Tuesday, July 20, 2010

Hidden Harry

It’s nothing short of amazing, and more than a little disappointing, that so many Sedona film fans have forgotten the still-standing Sedona location of Paul Mazursky’s Harry and Tonto, especially when you consider the 1974 flick is the only movie with scenes filmed in Sedona to have its star win an Academy Award for Best Actor. Art Carney, best known for his role as “subterranean sanitation engineer” (or sewer worker) Ed Norton in The Honeymooners and The Jackie Gleason Show, won the Oscar as well as a Golden Globe in 1975. In the sentimental comedy, Carney plays 72-year-old Harry, who sets out on a cross-country trip with his orange cat, Tonto, after his New York apartment is demolished. After Tonto kicks up a fuss about traveling via airplane and Greyhound Bus, Harry purchases a car (even though his driver’s license expired in 1958) and proceeds to drive to Chicago to see his daughter (played by Ellen Burstyn). When things go sour in the Windy City, he heads west and makes a brief stop in Sedona.

**MATERIAL:**
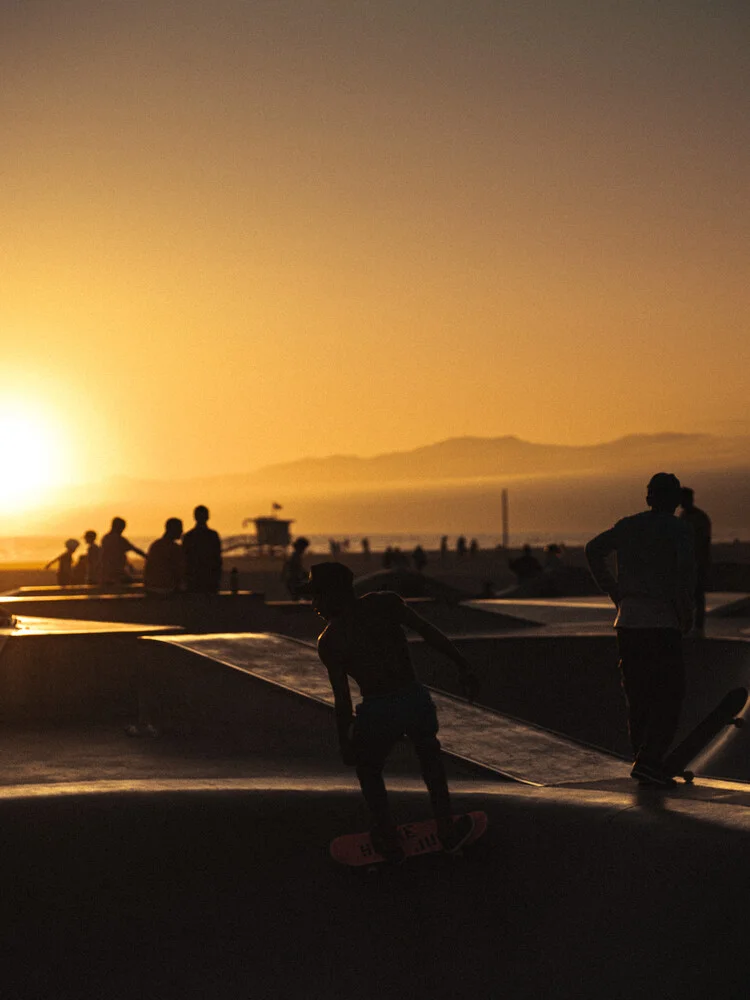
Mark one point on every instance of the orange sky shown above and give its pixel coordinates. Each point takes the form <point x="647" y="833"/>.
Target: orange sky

**TASK DETAILS:** In the post about Harry and Tonto, what kind of animal is Tonto?

**SOLUTION FOR THIS PROBLEM:** An orange cat.